* [Short exercise]
In the SMART mooring excerpt, what was the length of the fabricated SMART mooring?

** begin Text excerpt **

After confirming the potential applicability of the SMART mooring through a preliminary study with designs including smaller diameters as above, the main test was designed by fabricating the SMART mooring on an actual scale. For the B-type synthetic mooring rope, a product made by manufacturer D was used. For use in the mooring system of the offshore plants, Manufacturer D developed a B-type synthetic mooring rope for a mobile offshore drilling unit (MODU) and one for permanent mooring in sequence, with improvement in creep occurrence in the B-type synthetic mooring rope. In this study, because both a temporary mooring system and a permanent mooring system are used, the products above were selected accordingly, and the variations in the creep characteristics of the B-type synthetic mooring rope with the experiment are presented in another study (Park et al., 2017).
After implementing the SMART mooring, a red light source was connected to the fiber optic inside the mooring line, and it was possible to examine the characteristics of light transmission to the opposite side. In order to implement the real-world SMART mooring, mooring rope with a diameter of around 54 mm (2-1/8 inch) and MBL at 186 t (411,000 lbs) was used, and the length of the fabricated SMART mooring was 6.33 m. Sensors were installed in key areas to make joints between ropes, namely the eye, splice, and center, to enable us to investigate the characteristics of the developed system. As shown in the picture in Fig. 4, the fiber optic sensors were integrated into the mooring rope, and a dedicated UTM was used for the tensile load test of the mooring rope. A tensile load of up to 100 t was applied, and the results were obtained at this point for analysis. The static tensile load and dynamic fatigue tensile load tests of the mooring rope were conducted according to the test method specified by ISO 2307, and the longitudinal tension and load were controlled using UTM. The test was conducted in the presence of Lloyd’s Register. The changes in the wavelength of the SMART mooring connected to the load testing equipment were monitored during the tensile load test using a fiber optic sensor measurement unit (interrogator) (Lee and Kim, 2011).

** end Text excerpt **
** begin Excerpted records **

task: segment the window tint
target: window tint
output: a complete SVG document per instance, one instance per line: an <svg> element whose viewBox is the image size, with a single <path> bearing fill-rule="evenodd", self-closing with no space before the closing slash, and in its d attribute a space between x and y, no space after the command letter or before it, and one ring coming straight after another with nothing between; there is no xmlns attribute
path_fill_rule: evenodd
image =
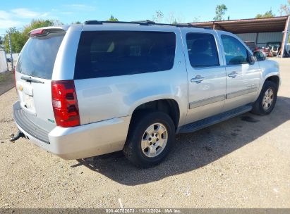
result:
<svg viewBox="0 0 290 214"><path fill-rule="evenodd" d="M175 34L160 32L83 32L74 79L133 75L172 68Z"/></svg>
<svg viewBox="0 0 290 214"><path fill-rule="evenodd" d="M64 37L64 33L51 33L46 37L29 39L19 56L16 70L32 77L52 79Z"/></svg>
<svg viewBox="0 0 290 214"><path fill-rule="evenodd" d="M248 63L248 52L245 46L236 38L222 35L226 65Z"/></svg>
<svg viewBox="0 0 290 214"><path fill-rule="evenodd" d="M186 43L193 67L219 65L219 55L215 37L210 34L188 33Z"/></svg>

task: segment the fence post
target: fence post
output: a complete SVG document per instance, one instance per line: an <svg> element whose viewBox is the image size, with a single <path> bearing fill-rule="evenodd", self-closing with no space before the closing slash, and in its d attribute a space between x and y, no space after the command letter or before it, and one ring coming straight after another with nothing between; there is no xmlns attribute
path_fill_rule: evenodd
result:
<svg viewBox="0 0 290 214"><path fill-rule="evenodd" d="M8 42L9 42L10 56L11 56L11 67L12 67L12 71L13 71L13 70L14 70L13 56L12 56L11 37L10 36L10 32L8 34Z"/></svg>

** end Excerpted records **

* [Task output]
6.33 m